## Source
════

(DIR) Home
        
        
       Ministers of Germany, Brazil, South Africa and Spain: why we need a
       global tax on billionaires
        
 (HTM) Source
        
       ----------------------------------------------------------------------
        
       When the governors of the World Bank and the International Monetary
       Fund convened for the spring meetings last week, it was all about the
       really big questions. What can the international community do to
       accelerate decarbonisation and fight climate change? How can highly
       indebted countries retain fiscal space to invest in poverty
       eradication, social services and global public goods? What does the
       international community need to do to get back on track towards
       reaching the Sustainable Development Goals (SDGs)? How can
       multilateral development banks be strengthened to support these
       ambitions?
        
       There is one issue that makes addressing these global challenges much
       harder: inequality. While the disparity between the richest and
       poorest countries has slightly narrowed, the gap remains alarmingly
       high. Moreover, in the past two decades, we have witnessed a
       significant increase in inequalities within most countries, with the
       income gap between the top 10% and the bottom 50% nearly doubling.
       Looking ahead, current global economic trends pose serious threats to
       progress towards higher equality.
        
       The multidimensional character of inequality is undeniable. Basic
       services such as healthcare and education are not equally available to
       all. Often, this inequality of opportunity is handed down from
       generation to generation. Social origins, gender, race or where people
       live are some of the factors that play a role in reproducing
       inequalities. Furthermore, high inequality harms economic development
       because it inhibits innovation and prevents people from developing
       their full potential. It is corrosive to democracy and weakens social
       cohesion. And where social cohesion is weak, there is less support for
       the structural reforms we will need to undertake in the coming years,
       such as the necessary transformation towards a net zero economy.
        
       Fortunately, there is a growing global awareness of the importance not
       only of growth, but of sustainable and equitable growth. Increasing
       prosperity while tackling inequality within and across countries and
       generations, including entrenched race and gender inequalities, should
       not be at odds. Achieving truly sustainable growth lies in balancing
       three fundamental concerns: economic, social, and environmental.

════

## Provided records
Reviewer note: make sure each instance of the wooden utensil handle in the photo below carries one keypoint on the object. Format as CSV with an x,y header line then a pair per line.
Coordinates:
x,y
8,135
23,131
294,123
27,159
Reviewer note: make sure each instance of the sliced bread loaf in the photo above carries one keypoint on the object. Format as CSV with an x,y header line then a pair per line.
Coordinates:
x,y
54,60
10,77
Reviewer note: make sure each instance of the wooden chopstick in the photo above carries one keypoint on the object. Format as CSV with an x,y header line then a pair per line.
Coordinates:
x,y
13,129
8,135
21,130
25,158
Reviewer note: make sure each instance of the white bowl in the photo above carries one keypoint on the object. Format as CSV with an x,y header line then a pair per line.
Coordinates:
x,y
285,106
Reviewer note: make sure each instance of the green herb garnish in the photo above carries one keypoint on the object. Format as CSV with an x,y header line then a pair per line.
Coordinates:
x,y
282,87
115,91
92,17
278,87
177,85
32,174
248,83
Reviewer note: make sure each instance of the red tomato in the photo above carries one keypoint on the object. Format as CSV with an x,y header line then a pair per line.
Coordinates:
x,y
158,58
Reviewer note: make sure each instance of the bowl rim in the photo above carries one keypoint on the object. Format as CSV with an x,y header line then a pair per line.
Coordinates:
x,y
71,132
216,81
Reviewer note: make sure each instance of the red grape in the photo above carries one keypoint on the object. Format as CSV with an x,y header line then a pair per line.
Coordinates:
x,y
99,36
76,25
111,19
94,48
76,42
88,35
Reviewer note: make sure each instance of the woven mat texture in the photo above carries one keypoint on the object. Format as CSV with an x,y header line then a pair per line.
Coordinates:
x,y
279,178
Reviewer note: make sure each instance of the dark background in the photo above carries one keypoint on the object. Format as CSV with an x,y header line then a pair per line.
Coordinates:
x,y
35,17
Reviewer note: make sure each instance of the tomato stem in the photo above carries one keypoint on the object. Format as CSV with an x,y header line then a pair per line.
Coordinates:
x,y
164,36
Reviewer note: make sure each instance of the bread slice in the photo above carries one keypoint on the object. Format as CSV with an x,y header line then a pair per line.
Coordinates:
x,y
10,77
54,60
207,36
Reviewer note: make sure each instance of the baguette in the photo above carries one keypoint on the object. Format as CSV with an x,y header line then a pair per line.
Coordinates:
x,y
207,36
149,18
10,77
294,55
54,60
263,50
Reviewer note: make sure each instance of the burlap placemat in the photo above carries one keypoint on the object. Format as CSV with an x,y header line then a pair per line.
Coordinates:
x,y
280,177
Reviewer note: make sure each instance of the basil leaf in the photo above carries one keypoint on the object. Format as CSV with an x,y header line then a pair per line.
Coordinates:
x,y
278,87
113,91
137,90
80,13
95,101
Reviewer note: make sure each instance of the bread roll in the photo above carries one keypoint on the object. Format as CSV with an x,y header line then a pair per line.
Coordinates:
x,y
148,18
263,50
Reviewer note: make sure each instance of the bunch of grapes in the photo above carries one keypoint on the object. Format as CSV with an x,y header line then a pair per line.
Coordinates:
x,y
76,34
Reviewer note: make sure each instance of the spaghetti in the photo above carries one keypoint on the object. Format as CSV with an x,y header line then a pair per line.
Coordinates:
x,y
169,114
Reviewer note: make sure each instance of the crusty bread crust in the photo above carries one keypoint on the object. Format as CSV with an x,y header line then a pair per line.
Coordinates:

════

## Exercise A
Transcribe the article on a global tax on billionaires from "The multidimensional character" up to and including "net zero economy.".
## Exercise B
Pick up the article on a global tax on billionaires after its final sentence and continue writing it.

## Final result A
The multidimensional character of inequality is undeniable. Basic
       services such as healthcare and education are not equally available to
       all. Often, this inequality of opportunity is handed down from
       generation to generation. Social origins, gender, race or where people
       live are some of the factors that play a role in reproducing
       inequalities. Furthermore, high inequality harms economic development
       because it inhibits innovation and prevents people from developing
       their full potential. It is corrosive to democracy and weakens social
       cohesion. And where social cohesion is weak, there is less support for
       the structural reforms we will need to undertake in the coming years,
       such as the necessary transformation towards a net zero economy.

## Final result B
       It is against this background that Brazil has made the fight against
       hunger, poverty and inequality a priority of its G20 presidency, a
       priority that German development policy also pursues and that Spain
       has ambitiously addressed domestically and globally. By directing two-
       thirds of total expenditure on social services and wage support, as
       well as by calibrating tax policy administration, South Africa
       continues to target a progressive tax and fiscal agenda that confronts
       the country's legacy of income and wealth inequality.
        
       It is time that the international community gets serious about
       tackling inequality and financing global public goods. One of the key
       instruments that governments have for promoting more equality is tax
       policy. Not only does it have the potential to increase the fiscal
       space governments have to invest in social protection, education and
       climate protection. Designed in a progressive way, it also ensures
       that everyone in society contributes to the common good in line with
       their ability to pay. A fair share contribution enhances social
       welfare.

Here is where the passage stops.